> [Given request]:
State how many lines in the entries below contain the string "stem", giving only the number. Letter case matters.

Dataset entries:
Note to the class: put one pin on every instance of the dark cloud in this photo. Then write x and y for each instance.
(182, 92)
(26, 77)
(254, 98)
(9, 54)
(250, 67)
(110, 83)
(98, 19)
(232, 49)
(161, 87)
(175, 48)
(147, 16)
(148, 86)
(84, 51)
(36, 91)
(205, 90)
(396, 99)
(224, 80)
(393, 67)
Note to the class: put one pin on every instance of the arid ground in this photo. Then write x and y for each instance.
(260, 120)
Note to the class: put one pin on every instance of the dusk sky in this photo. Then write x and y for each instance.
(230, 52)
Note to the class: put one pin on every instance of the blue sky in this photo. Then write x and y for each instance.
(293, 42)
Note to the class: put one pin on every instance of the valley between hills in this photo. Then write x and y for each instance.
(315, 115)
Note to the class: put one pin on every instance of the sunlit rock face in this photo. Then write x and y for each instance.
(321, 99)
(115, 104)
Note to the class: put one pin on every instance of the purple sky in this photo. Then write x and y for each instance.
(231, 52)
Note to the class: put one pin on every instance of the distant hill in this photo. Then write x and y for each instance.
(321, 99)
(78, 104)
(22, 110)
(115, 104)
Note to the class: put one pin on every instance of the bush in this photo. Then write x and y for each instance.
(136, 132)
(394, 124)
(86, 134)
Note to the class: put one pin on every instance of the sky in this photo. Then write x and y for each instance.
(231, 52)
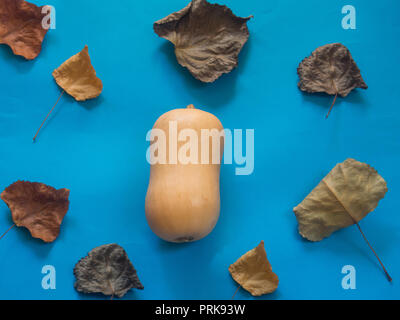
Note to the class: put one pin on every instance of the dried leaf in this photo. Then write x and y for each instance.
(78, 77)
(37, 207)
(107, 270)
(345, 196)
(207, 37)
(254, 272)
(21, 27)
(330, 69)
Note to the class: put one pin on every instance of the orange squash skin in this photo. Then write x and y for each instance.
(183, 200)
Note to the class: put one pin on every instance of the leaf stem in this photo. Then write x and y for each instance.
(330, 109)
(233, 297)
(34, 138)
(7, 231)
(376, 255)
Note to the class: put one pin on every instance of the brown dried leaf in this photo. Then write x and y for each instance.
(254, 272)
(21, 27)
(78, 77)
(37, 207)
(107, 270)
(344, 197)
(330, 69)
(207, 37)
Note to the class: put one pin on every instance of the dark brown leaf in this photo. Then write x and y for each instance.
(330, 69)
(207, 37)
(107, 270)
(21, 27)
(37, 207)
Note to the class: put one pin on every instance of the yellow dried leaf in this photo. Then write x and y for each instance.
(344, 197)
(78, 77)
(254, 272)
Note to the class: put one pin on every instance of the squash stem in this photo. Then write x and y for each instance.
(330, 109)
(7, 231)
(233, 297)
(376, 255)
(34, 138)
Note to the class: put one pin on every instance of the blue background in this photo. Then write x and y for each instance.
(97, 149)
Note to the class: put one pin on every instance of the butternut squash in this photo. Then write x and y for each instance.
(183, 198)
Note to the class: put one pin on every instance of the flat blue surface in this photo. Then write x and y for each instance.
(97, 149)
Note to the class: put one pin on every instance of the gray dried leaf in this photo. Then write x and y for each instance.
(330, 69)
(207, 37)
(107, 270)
...
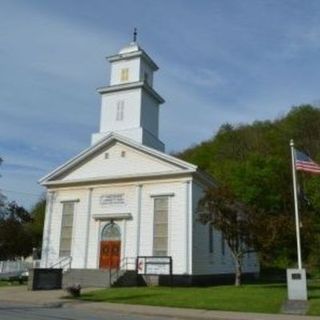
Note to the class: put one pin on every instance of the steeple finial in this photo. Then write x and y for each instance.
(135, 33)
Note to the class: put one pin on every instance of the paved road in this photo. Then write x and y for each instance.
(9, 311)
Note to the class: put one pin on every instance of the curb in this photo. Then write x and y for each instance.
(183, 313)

> [Task answer]:
2